* Texte à lire
-*-*-

Un gouvernement qui promulgue une telle loi est une école de cynisme : il contribue à la démoralisation de la nation. Quand d’Alema (à la section du PC de Pise où était également notre Angela qui vendait l’Unità le dimanche matin — « A vot’ bon cœur M’sieu Dames » —, et qu’elle rapportait l’argent, le secrétaire, c’était d’Alema), alors, quand d’Alema, il n’y a pas si longtemps, après quelques semaines de guerre contre Milosevic, a fait une déclaration reproduite à la une du Messagero di Roma, sur toute la largeur de la première page : « Usciremo più forti di questa guerra ! » [Nous sortirons plus forts de cette guerre], c’est ce que j’appelle de la démoralisation publique.

-*-*-

* Objectif A
Relevez chaque ligne des enregistrements qui contient le mot « green », en tenant compte de la casse.
Le texte sur la démoralisation publique n'a aucun rapport avec les enregistrements.

-*-*-

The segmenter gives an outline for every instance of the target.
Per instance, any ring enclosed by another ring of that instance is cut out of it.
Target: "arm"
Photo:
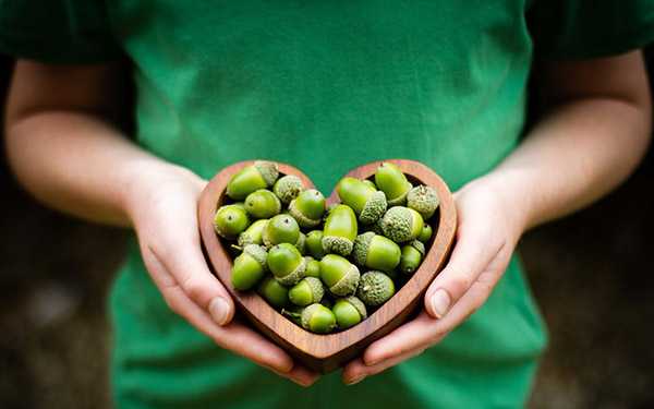
[[[133,227],[166,302],[226,349],[294,382],[315,375],[232,320],[234,305],[201,251],[193,172],[131,143],[113,124],[121,106],[117,65],[16,63],[5,112],[7,153],[37,199],[89,220]]]
[[[526,229],[592,203],[641,160],[652,108],[640,51],[548,64],[540,85],[547,110],[526,140],[455,194],[457,244],[425,294],[425,310],[352,361],[346,383],[438,344],[483,305]]]

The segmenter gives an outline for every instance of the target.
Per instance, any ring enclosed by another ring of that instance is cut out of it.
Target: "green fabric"
[[[565,3],[78,0],[26,15],[0,0],[0,48],[86,62],[117,58],[120,45],[135,67],[137,142],[205,178],[269,158],[329,193],[353,167],[404,157],[457,190],[519,143],[534,44],[578,58],[654,37],[644,1]],[[521,407],[546,344],[516,258],[441,344],[353,387],[336,373],[303,389],[217,348],[169,311],[135,239],[110,311],[121,408]]]

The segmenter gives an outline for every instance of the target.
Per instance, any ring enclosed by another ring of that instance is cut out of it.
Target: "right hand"
[[[145,266],[166,303],[218,346],[308,386],[317,374],[234,318],[234,303],[201,249],[197,201],[206,181],[170,165],[141,165],[126,187],[126,212]]]

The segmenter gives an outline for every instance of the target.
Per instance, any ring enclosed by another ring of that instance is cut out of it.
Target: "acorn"
[[[268,268],[275,278],[283,286],[293,286],[306,270],[306,260],[298,249],[290,243],[275,245],[268,252]]]
[[[302,255],[306,254],[306,234],[304,234],[302,231],[300,231],[300,233],[298,234],[298,241],[295,242],[295,248],[298,249],[300,254],[302,254]]]
[[[411,189],[407,194],[407,207],[420,213],[425,220],[434,215],[439,204],[438,194],[432,187],[421,184]]]
[[[267,219],[281,212],[281,202],[275,193],[259,189],[245,197],[245,210],[255,219]]]
[[[350,206],[338,205],[327,216],[323,230],[323,249],[327,253],[349,255],[356,239],[356,216]]]
[[[272,192],[275,192],[284,205],[291,203],[303,190],[304,183],[302,183],[302,179],[294,175],[282,176],[272,187]]]
[[[359,268],[343,256],[327,254],[320,260],[320,279],[335,296],[354,293],[359,277]]]
[[[277,215],[268,220],[262,238],[267,248],[279,243],[295,244],[300,238],[300,226],[289,215]]]
[[[336,193],[343,204],[352,207],[359,216],[359,221],[364,225],[374,224],[386,212],[384,192],[371,188],[359,179],[342,178],[336,187]]]
[[[385,161],[375,172],[375,184],[384,192],[389,206],[404,204],[407,194],[411,190],[411,182],[397,165]]]
[[[377,189],[377,185],[375,184],[375,182],[373,182],[373,181],[372,181],[372,180],[370,180],[370,179],[364,179],[364,180],[363,180],[363,182],[364,182],[364,183],[365,183],[367,187],[370,187],[370,188],[373,188],[374,190],[379,190],[379,189]]]
[[[325,256],[323,249],[323,230],[312,230],[306,234],[306,250],[314,258],[320,260]]]
[[[312,333],[328,334],[336,328],[336,316],[323,304],[311,304],[302,311],[302,327]]]
[[[306,277],[320,278],[320,263],[311,255],[305,255],[304,260],[306,260],[306,272],[304,272],[304,275]]]
[[[423,225],[422,230],[420,231],[420,234],[417,236],[417,240],[422,241],[423,243],[426,243],[432,238],[432,233],[433,233],[432,226],[429,226],[425,222]]]
[[[356,236],[352,255],[360,267],[391,272],[400,263],[400,246],[372,231]]]
[[[247,244],[234,258],[231,282],[237,290],[245,291],[254,287],[266,274],[266,249],[257,244]]]
[[[423,225],[424,221],[420,213],[403,206],[389,208],[382,219],[384,236],[396,243],[416,239],[422,231]]]
[[[267,224],[268,219],[259,219],[250,225],[245,231],[239,234],[239,245],[244,248],[247,244],[263,244],[262,234]]]
[[[271,187],[279,177],[277,164],[257,160],[234,173],[227,183],[227,195],[234,201],[244,200],[250,193]]]
[[[258,285],[256,292],[259,293],[268,303],[278,309],[289,303],[289,289],[282,286],[272,276],[264,278]]]
[[[323,296],[325,296],[323,281],[315,277],[304,277],[289,290],[289,300],[301,306],[320,302]]]
[[[341,329],[350,328],[367,317],[365,304],[356,297],[339,298],[331,308]]]
[[[419,240],[413,240],[411,243],[402,246],[400,272],[407,275],[413,274],[420,267],[420,263],[422,263],[424,256],[425,245]]]
[[[235,239],[247,226],[247,213],[237,205],[221,206],[214,216],[214,230],[225,239]]]
[[[325,196],[315,189],[307,189],[289,204],[289,214],[300,227],[316,227],[325,214]]]
[[[382,272],[367,272],[361,276],[356,297],[367,306],[378,306],[395,294],[395,284]]]

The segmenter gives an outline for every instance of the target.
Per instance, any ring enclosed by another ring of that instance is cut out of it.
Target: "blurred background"
[[[651,77],[654,50],[649,50]],[[0,56],[0,107],[11,72]],[[0,163],[0,408],[108,408],[108,287],[124,232],[49,210]],[[520,244],[549,327],[531,408],[654,407],[654,152]]]

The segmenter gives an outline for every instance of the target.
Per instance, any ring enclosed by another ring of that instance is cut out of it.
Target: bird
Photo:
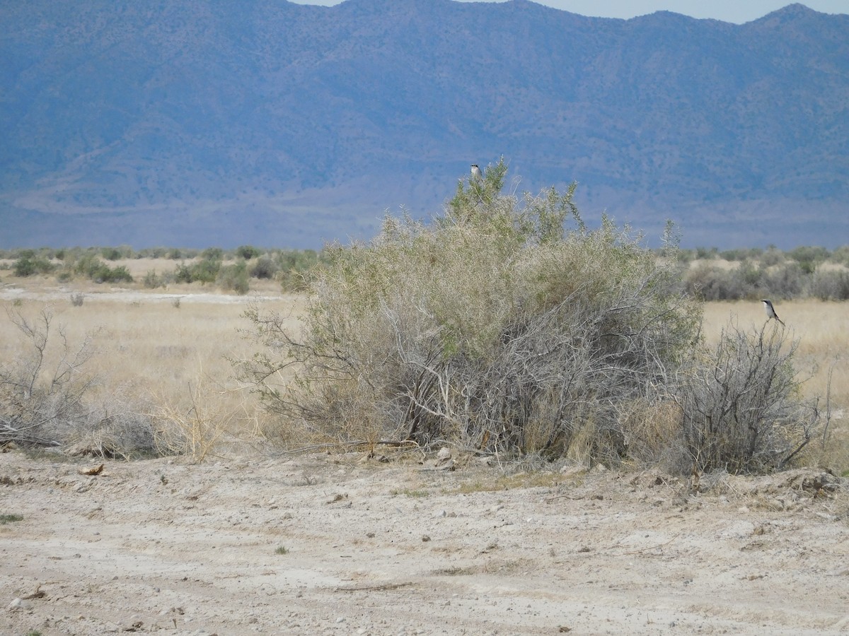
[[[767,298],[764,298],[761,302],[763,303],[763,310],[767,312],[767,322],[769,322],[771,320],[773,320],[773,318],[774,318],[775,320],[777,320],[779,322],[781,323],[782,326],[786,326],[786,325],[784,325],[784,321],[779,318],[779,315],[775,313],[775,309],[773,307],[773,303],[771,301],[767,300]]]

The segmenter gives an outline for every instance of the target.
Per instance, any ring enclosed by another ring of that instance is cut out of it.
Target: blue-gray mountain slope
[[[684,243],[849,241],[849,16],[0,4],[0,246],[368,237],[469,164]]]

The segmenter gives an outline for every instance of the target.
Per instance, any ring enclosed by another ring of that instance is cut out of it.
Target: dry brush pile
[[[783,332],[706,350],[674,257],[607,219],[588,230],[574,187],[520,198],[505,175],[461,181],[432,224],[387,218],[329,250],[300,330],[246,313],[261,348],[240,377],[290,435],[681,471],[776,467],[807,443]],[[752,394],[728,351],[756,346],[771,371]]]

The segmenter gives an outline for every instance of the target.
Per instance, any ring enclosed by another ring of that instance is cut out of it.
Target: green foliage
[[[461,182],[431,226],[388,217],[371,243],[326,248],[302,338],[250,310],[265,349],[240,371],[266,405],[337,439],[627,452],[621,414],[660,399],[699,308],[627,229],[588,229],[574,186],[518,199],[505,174]],[[290,365],[295,381],[276,384]]]
[[[144,275],[144,278],[142,279],[142,284],[148,289],[155,289],[165,287],[165,279],[158,276],[155,271],[149,270],[148,273]]]
[[[274,254],[274,276],[280,282],[284,292],[306,291],[318,268],[326,265],[329,259],[329,253],[324,251],[281,250]]]
[[[222,266],[218,271],[218,284],[223,289],[232,289],[244,294],[250,291],[248,284],[248,266],[244,260],[235,265]]]
[[[273,278],[278,272],[277,264],[268,256],[261,256],[250,268],[250,276],[253,278]]]
[[[223,250],[210,248],[201,253],[201,258],[190,265],[181,263],[174,272],[177,282],[215,282],[221,271]]]
[[[121,259],[132,259],[132,248],[129,245],[121,245],[117,248],[103,248],[100,255],[106,260],[119,260]]]
[[[93,253],[87,253],[80,258],[74,264],[74,271],[94,282],[132,282],[132,276],[127,267],[110,267]]]
[[[55,269],[55,265],[47,258],[36,254],[35,250],[25,249],[18,256],[12,265],[12,271],[16,276],[31,276],[35,274],[48,274]]]
[[[257,256],[261,254],[262,250],[258,248],[255,248],[253,245],[240,245],[236,248],[236,256],[240,259],[245,259],[245,260],[256,259]]]

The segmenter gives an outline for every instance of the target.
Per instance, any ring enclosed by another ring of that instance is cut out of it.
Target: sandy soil
[[[0,633],[849,632],[828,475],[389,459],[0,455]]]

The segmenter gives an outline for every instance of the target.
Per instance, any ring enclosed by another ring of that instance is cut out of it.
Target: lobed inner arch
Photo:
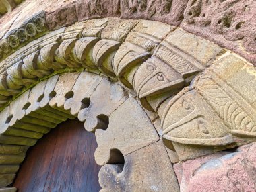
[[[100,173],[103,191],[136,191],[154,185],[179,191],[166,146],[179,161],[253,141],[254,133],[234,129],[241,122],[225,122],[214,105],[218,102],[207,97],[217,90],[222,96],[218,101],[234,103],[253,130],[253,102],[223,75],[229,68],[234,77],[241,75],[232,70],[234,66],[246,71],[253,67],[213,44],[203,56],[199,49],[184,51],[173,43],[175,33],[191,36],[156,21],[88,20],[51,32],[6,58],[0,81],[0,177],[5,179],[1,186],[11,183],[28,146],[76,117],[96,134],[96,162],[115,164]],[[197,41],[203,45],[203,39]],[[250,138],[236,140],[245,136]],[[117,164],[123,158],[127,163],[123,167]],[[162,171],[150,168],[152,159]]]

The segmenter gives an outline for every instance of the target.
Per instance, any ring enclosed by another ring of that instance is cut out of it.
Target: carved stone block
[[[253,67],[227,54],[169,101],[163,137],[180,160],[255,140],[255,82]]]
[[[133,87],[133,79],[137,68],[150,57],[172,30],[171,26],[166,24],[141,20],[129,33],[115,55],[113,64],[115,73],[125,86]]]
[[[182,29],[171,32],[164,40],[204,66],[210,66],[217,56],[224,52],[222,48]]]
[[[104,191],[179,191],[162,141],[125,156],[125,164],[106,164],[99,173]]]
[[[54,89],[55,96],[49,102],[51,107],[64,109],[65,102],[67,99],[70,98],[70,95],[67,93],[72,91],[72,88],[79,75],[80,73],[70,73],[59,76]]]
[[[100,165],[115,162],[115,150],[125,156],[159,140],[154,126],[133,97],[111,113],[106,130],[96,130],[95,135],[98,145],[95,160]]]
[[[112,60],[121,42],[125,41],[137,23],[135,20],[108,19],[108,25],[101,33],[102,40],[96,44],[92,52],[94,63],[105,73],[115,75]]]
[[[91,73],[80,73],[72,91],[69,93],[73,97],[67,99],[64,105],[65,110],[77,116],[79,111],[90,105],[90,97],[96,90],[102,77]]]
[[[86,121],[86,130],[105,129],[108,125],[108,116],[127,98],[127,93],[117,83],[112,83],[103,78],[90,97],[88,108],[82,109],[78,114],[80,121]]]
[[[232,54],[220,58],[194,85],[228,132],[245,140],[256,137],[255,86],[255,68]]]

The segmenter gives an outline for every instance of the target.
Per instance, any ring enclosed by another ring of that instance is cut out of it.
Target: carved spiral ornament
[[[37,17],[0,46],[0,57],[13,53],[1,68],[0,157],[13,163],[0,158],[0,187],[67,119],[95,133],[102,191],[179,191],[172,163],[255,140],[255,70],[230,51],[147,20],[89,19],[39,38],[47,30]]]

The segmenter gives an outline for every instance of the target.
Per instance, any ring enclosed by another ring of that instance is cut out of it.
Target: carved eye
[[[147,63],[147,69],[150,71],[154,70],[156,69],[156,66],[151,62]]]
[[[205,134],[209,134],[209,130],[207,128],[206,122],[203,118],[198,119],[198,125],[201,132]]]
[[[158,74],[157,79],[160,81],[164,81],[164,74],[162,74],[162,73],[159,73]]]
[[[135,56],[135,54],[133,52],[130,52],[129,54],[129,56],[131,56],[131,57],[133,57]]]

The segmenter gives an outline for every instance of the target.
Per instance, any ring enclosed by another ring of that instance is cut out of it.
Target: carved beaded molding
[[[164,155],[163,142],[178,161],[184,161],[234,148],[256,137],[253,65],[207,40],[162,23],[116,18],[79,22],[30,42],[2,66],[0,143],[5,149],[0,178],[8,175],[9,180],[1,186],[12,182],[27,146],[67,118],[78,117],[87,130],[96,132],[99,147],[95,156],[101,165],[121,163],[120,152],[125,160],[133,159],[130,154],[151,144],[163,148],[156,154]],[[84,70],[87,72],[78,72]],[[121,83],[113,83],[117,81]],[[159,116],[152,120],[155,124],[159,119],[157,130],[162,140],[133,95],[148,113],[151,111]],[[9,105],[13,97],[17,99]],[[129,124],[138,118],[139,131]],[[127,132],[115,126],[119,123],[127,126]],[[7,162],[13,162],[6,166]],[[168,168],[163,167],[163,172],[171,167],[170,162],[165,163]],[[115,166],[102,170],[116,171],[117,179],[121,169]],[[123,169],[136,173],[137,168],[125,163]],[[161,180],[170,183],[158,185],[168,189],[172,183],[179,191],[172,168],[169,171],[166,179]],[[140,185],[133,174],[128,177],[125,171],[122,174],[127,181],[119,184],[121,191]],[[106,184],[106,179],[100,177],[102,188],[113,191],[118,184]],[[141,189],[150,189],[150,182],[145,182]]]

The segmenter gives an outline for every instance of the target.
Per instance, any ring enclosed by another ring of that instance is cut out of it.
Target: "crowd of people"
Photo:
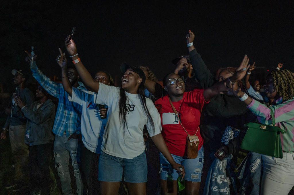
[[[205,194],[288,194],[294,185],[294,73],[280,63],[265,81],[250,83],[255,63],[245,55],[236,67],[213,74],[195,37],[189,31],[188,55],[172,60],[162,86],[148,67],[126,63],[119,87],[103,70],[93,78],[70,36],[65,43],[72,62],[60,48],[56,59],[61,83],[44,74],[27,52],[39,85],[34,96],[26,87],[28,73],[12,71],[16,90],[1,138],[9,133],[15,175],[6,187],[17,192],[29,185],[32,194],[49,194],[53,153],[65,195],[73,193],[70,159],[78,194],[117,194],[122,182],[131,195],[198,194],[201,182]],[[1,89],[1,97],[9,97]],[[244,125],[255,122],[285,131],[283,157],[247,151],[236,175]],[[230,131],[238,135],[226,139]],[[213,170],[218,166],[221,170]]]

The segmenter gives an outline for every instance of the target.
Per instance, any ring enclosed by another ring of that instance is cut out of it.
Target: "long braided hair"
[[[234,67],[227,67],[226,68],[223,68],[221,69],[221,70],[219,73],[219,75],[223,71],[225,71],[230,74],[232,74],[232,75],[233,75],[235,73],[235,72],[236,71],[237,71],[237,69],[236,68],[234,68]],[[246,88],[245,87],[245,86],[244,85],[244,84],[242,81],[238,81],[238,86],[239,88],[240,88],[241,90],[243,91],[247,91]]]
[[[294,97],[294,73],[289,70],[275,70],[270,73],[275,89],[284,101]]]
[[[158,79],[152,70],[148,66],[140,66],[140,68],[143,71],[147,71],[148,73],[148,79],[155,82],[158,82]]]

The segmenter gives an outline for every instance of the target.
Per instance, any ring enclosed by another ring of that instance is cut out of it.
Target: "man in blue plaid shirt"
[[[44,75],[36,65],[35,61],[31,60],[30,67],[33,76],[40,85],[59,101],[52,131],[55,134],[54,158],[62,193],[65,195],[72,194],[68,169],[70,155],[76,177],[77,193],[82,194],[83,184],[77,162],[77,138],[80,135],[81,107],[69,101],[68,94],[64,91],[62,84],[53,82]],[[72,86],[80,90],[86,90],[82,83],[78,82],[79,76],[74,67],[68,68],[68,75]]]

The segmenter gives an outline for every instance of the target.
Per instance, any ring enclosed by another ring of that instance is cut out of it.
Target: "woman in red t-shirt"
[[[204,152],[199,125],[202,108],[211,98],[227,90],[226,84],[231,84],[231,82],[237,80],[235,78],[245,74],[248,61],[245,56],[238,69],[240,70],[235,74],[204,89],[196,89],[185,92],[183,78],[174,73],[167,74],[163,80],[163,88],[168,94],[157,100],[155,106],[160,114],[161,133],[168,148],[175,161],[185,169],[186,194],[198,194],[201,182]],[[195,142],[198,145],[198,150],[195,158],[188,159],[187,157],[188,135],[196,135],[199,139],[198,143]],[[163,194],[176,194],[178,174],[161,153],[160,160]],[[173,181],[173,192],[168,191],[168,179]]]

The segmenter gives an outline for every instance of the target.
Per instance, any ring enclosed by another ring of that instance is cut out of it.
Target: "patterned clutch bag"
[[[239,135],[240,130],[235,128],[228,126],[225,128],[225,132],[221,138],[221,142],[224,144],[228,145],[231,140],[236,138]]]

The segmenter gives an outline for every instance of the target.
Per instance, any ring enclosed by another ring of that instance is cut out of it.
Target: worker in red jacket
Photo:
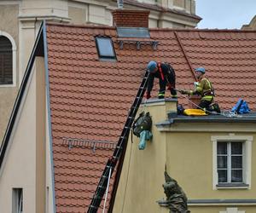
[[[166,88],[171,91],[172,98],[177,98],[177,91],[175,89],[175,72],[171,65],[167,63],[157,63],[155,61],[149,61],[147,66],[149,75],[148,78],[148,87],[146,92],[146,98],[151,97],[150,93],[154,86],[154,78],[159,78],[160,89],[158,98],[165,98]]]

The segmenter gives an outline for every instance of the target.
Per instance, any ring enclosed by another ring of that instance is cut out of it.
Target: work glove
[[[146,97],[146,99],[151,98],[150,92],[146,92],[145,97]]]

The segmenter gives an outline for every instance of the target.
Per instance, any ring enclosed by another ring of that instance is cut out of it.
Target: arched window
[[[0,85],[13,84],[13,49],[8,37],[0,36]]]

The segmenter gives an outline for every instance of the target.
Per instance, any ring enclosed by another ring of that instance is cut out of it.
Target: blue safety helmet
[[[204,67],[198,67],[198,68],[195,68],[195,71],[196,72],[201,72],[201,73],[206,73],[206,69]]]
[[[154,60],[151,60],[148,64],[148,70],[149,70],[150,72],[154,72],[155,68],[157,67],[157,63]]]

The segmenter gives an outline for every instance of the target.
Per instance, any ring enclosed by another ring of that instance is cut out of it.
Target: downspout
[[[183,45],[182,44],[182,43],[181,43],[181,41],[180,41],[180,38],[178,37],[177,33],[176,31],[174,32],[174,35],[175,35],[176,39],[177,39],[177,43],[178,43],[178,44],[179,44],[179,46],[180,46],[180,48],[181,48],[181,50],[183,51],[183,54],[184,55],[184,57],[185,57],[185,59],[186,59],[186,60],[187,60],[187,62],[188,62],[188,64],[189,64],[189,68],[190,68],[190,71],[191,71],[191,72],[192,72],[192,75],[194,76],[195,80],[197,81],[197,78],[196,78],[195,74],[195,72],[194,72],[194,69],[193,69],[193,67],[192,67],[191,62],[190,62],[190,60],[189,60],[188,55],[186,55],[186,52],[185,52],[184,48],[183,48]]]
[[[51,119],[50,119],[50,107],[49,107],[49,70],[48,70],[48,51],[47,51],[47,37],[46,37],[46,22],[44,20],[43,26],[43,36],[44,36],[44,67],[45,67],[45,83],[46,83],[46,98],[47,98],[47,112],[48,112],[48,128],[49,128],[49,158],[50,158],[50,167],[52,176],[52,197],[53,197],[53,212],[56,212],[55,205],[55,170],[54,170],[54,160],[53,160],[53,146],[52,146],[52,134],[51,134]]]

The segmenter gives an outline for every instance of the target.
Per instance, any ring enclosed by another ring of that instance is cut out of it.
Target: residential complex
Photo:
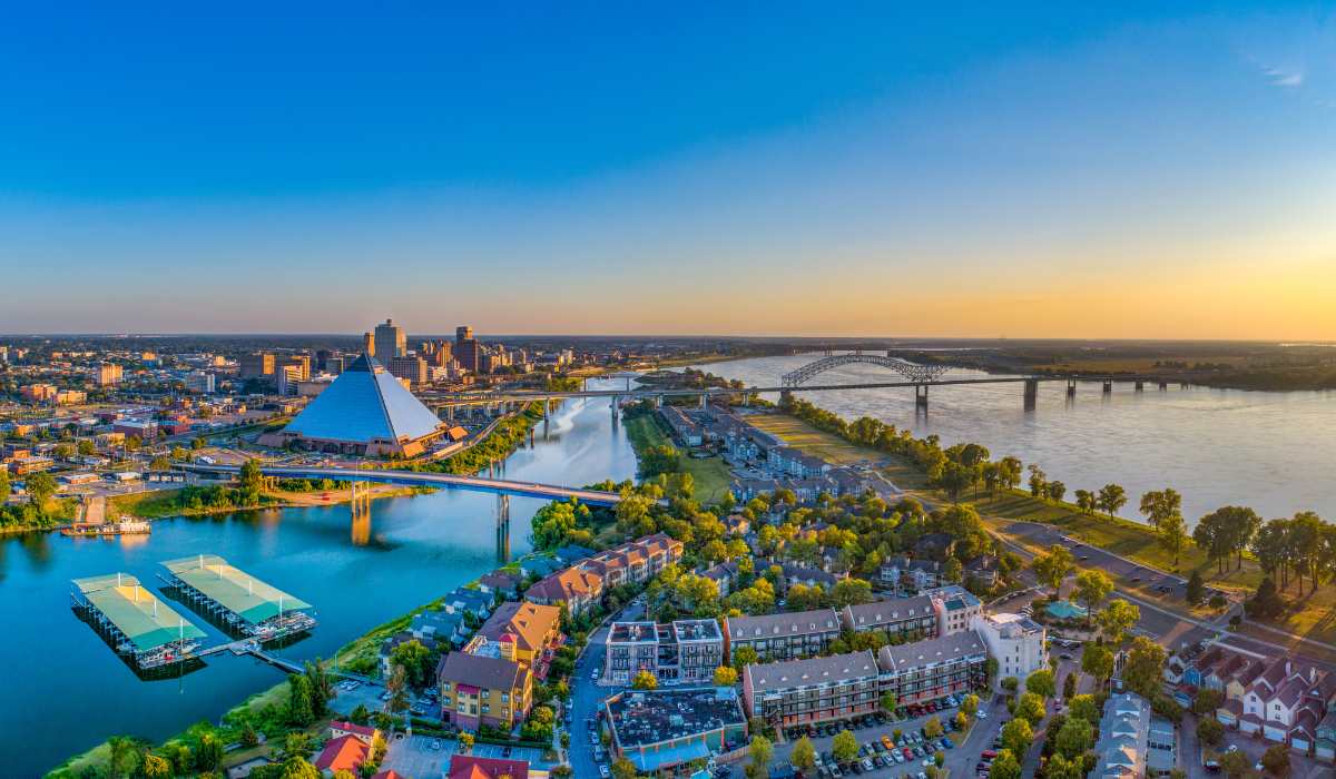
[[[731,687],[628,691],[604,703],[612,748],[643,774],[741,747],[747,718]]]
[[[648,671],[661,685],[709,684],[724,664],[724,636],[712,619],[613,623],[603,680],[631,684],[636,673]]]

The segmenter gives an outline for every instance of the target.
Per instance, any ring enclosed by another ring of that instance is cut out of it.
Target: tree
[[[942,727],[942,720],[937,719],[937,715],[933,715],[933,718],[923,724],[923,734],[930,739],[941,738],[943,732],[946,732],[946,728]]]
[[[1114,645],[1122,644],[1124,637],[1132,625],[1137,624],[1141,619],[1141,608],[1130,604],[1121,597],[1109,601],[1102,612],[1096,616],[1096,621],[1100,624],[1100,631],[1104,632],[1105,637],[1113,641]]]
[[[1026,692],[1033,692],[1039,697],[1049,699],[1058,693],[1057,683],[1053,680],[1053,671],[1041,668],[1025,677]]]
[[[1200,571],[1193,569],[1192,576],[1188,577],[1188,592],[1184,597],[1190,605],[1200,605],[1205,600],[1206,583]]]
[[[1021,699],[1015,703],[1015,716],[1030,720],[1031,726],[1039,724],[1043,720],[1043,699],[1033,692],[1021,693]]]
[[[1030,563],[1030,568],[1034,569],[1034,575],[1039,579],[1041,584],[1046,584],[1053,588],[1054,595],[1058,593],[1058,588],[1062,587],[1062,580],[1067,577],[1067,573],[1075,567],[1075,559],[1071,557],[1071,552],[1062,545],[1054,544],[1049,547],[1049,551],[1039,555]]]
[[[1106,484],[1100,488],[1097,502],[1104,513],[1112,518],[1118,513],[1118,509],[1128,505],[1128,492],[1117,484]]]
[[[811,771],[816,767],[816,747],[812,746],[812,740],[803,736],[794,742],[794,751],[788,755],[788,762],[794,764],[795,768],[802,771]]]
[[[636,771],[636,764],[631,762],[629,758],[617,758],[611,766],[612,775],[616,779],[636,779],[640,775]]]
[[[1033,740],[1034,728],[1022,716],[1017,716],[1002,726],[1002,748],[1010,750],[1013,755],[1023,755],[1030,748],[1030,742]]]
[[[1069,760],[1074,760],[1094,746],[1094,726],[1078,718],[1069,716],[1058,730],[1055,747],[1058,754]]]
[[[1177,569],[1182,548],[1188,545],[1188,525],[1184,524],[1182,517],[1178,514],[1166,517],[1160,524],[1156,540],[1165,552],[1173,555],[1173,567]]]
[[[1213,716],[1202,716],[1197,720],[1197,739],[1208,747],[1220,746],[1225,740],[1225,726]]]
[[[775,754],[775,746],[766,736],[756,734],[752,736],[751,746],[747,747],[747,754],[751,755],[752,766],[764,768],[770,766],[770,759]]]
[[[836,763],[847,763],[858,756],[858,739],[851,731],[840,731],[831,742],[831,755]]]
[[[1075,597],[1090,613],[1113,592],[1113,580],[1098,568],[1086,568],[1077,573]]]
[[[1029,746],[1029,744],[1026,744]],[[1025,752],[1021,752],[1023,755]],[[989,779],[1021,779],[1021,763],[1011,750],[999,750],[989,770]]]
[[[24,488],[28,490],[28,502],[45,513],[51,496],[56,494],[56,480],[49,473],[31,473],[23,477]]]
[[[649,671],[640,671],[636,677],[631,680],[631,687],[633,689],[657,689],[659,677]]]
[[[287,676],[287,724],[303,728],[315,722],[311,703],[311,680],[305,673]]]
[[[1128,683],[1129,689],[1150,700],[1160,689],[1164,667],[1164,647],[1145,636],[1137,636],[1128,651],[1128,664],[1122,669],[1122,679]]]
[[[1182,518],[1182,496],[1173,489],[1148,492],[1141,496],[1141,514],[1158,530],[1170,517]]]
[[[1289,776],[1289,748],[1272,744],[1261,755],[1261,767],[1272,776]]]

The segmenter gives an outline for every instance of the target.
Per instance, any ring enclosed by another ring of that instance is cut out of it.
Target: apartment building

-*-*-

* Objectif B
Poursuivez le texte sur la démoralisation publique à partir de sa dernière phrase.

* Réponse A
Target: "green fabric"
Target: green foliage

* Réponse B
C’est une remarque d’un cynisme vertigineux et d’une bêtise insondable… En plus il devrait savoir qu’aucun vainqueur n’est jamais sorti plus fort d’une victoire ! Il n’y a qu’à voir les Vietnamiens. Et dire ça quand on a participé comme des laquais à la guerre du Golfe et qu’on participe à la guerre contre Milosevic, c’est ça l’absence de morale.

Quant à la morale économique, elle est encore plus cynique, la morale de la “New Economy”, c’est la morale, tout simplement, du supermarché.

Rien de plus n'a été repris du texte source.